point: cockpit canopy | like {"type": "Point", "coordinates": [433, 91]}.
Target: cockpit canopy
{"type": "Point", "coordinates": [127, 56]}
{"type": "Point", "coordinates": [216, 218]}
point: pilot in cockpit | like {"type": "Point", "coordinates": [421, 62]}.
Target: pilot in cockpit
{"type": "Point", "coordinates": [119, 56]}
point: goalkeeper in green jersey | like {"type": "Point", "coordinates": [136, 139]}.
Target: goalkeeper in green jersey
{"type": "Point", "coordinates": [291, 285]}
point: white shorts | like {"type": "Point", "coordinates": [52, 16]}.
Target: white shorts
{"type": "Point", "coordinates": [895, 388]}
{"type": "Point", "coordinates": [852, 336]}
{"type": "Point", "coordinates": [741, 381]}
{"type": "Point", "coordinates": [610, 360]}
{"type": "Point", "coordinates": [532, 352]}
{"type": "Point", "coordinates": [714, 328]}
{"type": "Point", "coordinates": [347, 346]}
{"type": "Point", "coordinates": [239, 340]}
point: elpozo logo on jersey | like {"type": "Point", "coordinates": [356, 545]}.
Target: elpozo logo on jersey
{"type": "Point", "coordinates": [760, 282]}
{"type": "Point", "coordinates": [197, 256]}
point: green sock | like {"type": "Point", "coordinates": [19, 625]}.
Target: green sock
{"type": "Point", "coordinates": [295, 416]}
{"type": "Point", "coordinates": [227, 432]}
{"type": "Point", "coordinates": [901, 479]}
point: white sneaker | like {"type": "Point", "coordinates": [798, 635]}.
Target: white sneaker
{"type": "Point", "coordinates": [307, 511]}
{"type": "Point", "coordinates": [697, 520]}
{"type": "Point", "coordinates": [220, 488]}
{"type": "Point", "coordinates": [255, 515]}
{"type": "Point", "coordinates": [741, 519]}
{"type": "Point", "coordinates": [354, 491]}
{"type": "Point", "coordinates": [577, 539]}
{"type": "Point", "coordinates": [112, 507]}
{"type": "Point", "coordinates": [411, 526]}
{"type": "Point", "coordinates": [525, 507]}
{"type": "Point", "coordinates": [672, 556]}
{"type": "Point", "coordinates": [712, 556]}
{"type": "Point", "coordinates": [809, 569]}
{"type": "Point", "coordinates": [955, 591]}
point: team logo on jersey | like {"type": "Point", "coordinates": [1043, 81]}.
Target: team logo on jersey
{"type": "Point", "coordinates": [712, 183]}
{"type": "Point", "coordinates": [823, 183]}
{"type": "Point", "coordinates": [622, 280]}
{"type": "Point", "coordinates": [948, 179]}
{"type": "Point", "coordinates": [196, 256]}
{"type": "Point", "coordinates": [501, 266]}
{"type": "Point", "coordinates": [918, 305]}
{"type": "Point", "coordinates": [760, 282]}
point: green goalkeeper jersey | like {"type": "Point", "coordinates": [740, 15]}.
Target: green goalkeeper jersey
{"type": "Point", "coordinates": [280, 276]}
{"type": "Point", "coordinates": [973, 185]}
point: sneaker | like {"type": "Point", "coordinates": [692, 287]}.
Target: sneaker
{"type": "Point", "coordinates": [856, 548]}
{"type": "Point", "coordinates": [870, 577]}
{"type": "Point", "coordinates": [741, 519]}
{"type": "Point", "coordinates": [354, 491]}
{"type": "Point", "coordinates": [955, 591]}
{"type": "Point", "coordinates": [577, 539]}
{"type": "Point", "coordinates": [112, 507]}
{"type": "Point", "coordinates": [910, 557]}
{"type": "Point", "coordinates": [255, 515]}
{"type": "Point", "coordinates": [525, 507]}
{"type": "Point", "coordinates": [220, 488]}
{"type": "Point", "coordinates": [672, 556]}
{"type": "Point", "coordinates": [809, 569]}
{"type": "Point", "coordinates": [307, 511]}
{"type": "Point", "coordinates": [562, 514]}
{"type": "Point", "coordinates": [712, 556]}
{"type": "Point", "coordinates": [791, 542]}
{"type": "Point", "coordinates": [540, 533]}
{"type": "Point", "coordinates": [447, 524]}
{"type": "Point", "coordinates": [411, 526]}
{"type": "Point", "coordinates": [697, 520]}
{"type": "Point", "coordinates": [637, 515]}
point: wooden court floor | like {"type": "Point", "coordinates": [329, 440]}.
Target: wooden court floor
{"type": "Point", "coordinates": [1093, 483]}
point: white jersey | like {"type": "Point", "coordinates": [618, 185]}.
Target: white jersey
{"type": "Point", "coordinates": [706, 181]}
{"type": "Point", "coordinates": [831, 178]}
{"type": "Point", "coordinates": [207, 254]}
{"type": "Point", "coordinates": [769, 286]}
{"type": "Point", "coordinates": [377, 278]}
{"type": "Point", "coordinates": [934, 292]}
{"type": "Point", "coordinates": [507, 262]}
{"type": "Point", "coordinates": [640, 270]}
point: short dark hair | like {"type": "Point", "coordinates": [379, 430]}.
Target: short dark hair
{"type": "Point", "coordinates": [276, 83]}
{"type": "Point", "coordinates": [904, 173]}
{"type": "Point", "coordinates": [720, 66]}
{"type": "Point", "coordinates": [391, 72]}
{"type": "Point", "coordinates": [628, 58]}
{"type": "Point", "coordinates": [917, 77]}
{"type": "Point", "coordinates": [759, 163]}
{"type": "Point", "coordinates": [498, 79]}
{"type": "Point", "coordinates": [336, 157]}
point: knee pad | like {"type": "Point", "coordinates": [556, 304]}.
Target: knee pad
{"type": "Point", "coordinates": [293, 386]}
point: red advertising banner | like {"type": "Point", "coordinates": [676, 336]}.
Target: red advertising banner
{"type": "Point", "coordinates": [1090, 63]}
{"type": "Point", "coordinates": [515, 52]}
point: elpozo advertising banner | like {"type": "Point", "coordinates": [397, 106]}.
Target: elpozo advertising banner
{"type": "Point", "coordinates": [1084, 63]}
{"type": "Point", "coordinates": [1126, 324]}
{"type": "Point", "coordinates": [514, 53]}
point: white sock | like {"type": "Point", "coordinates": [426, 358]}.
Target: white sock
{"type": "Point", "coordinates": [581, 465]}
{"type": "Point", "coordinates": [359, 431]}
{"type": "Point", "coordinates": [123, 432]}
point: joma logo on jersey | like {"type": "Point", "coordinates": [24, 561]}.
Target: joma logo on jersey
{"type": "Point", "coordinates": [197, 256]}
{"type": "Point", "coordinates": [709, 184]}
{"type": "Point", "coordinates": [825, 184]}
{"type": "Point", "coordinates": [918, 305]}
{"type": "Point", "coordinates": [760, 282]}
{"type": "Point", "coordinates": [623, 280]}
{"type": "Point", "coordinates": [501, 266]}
------------
In the entries above, find the line with "Target: white shorts" and the line with "point: elpozo logo", then restate word for word both of them and every line between, with nothing more.

▶ [Reply]:
Target: white shorts
{"type": "Point", "coordinates": [895, 388]}
{"type": "Point", "coordinates": [852, 336]}
{"type": "Point", "coordinates": [741, 381]}
{"type": "Point", "coordinates": [610, 360]}
{"type": "Point", "coordinates": [532, 352]}
{"type": "Point", "coordinates": [714, 328]}
{"type": "Point", "coordinates": [347, 346]}
{"type": "Point", "coordinates": [239, 340]}
point: elpozo logo on jersey | like {"type": "Point", "coordinates": [356, 545]}.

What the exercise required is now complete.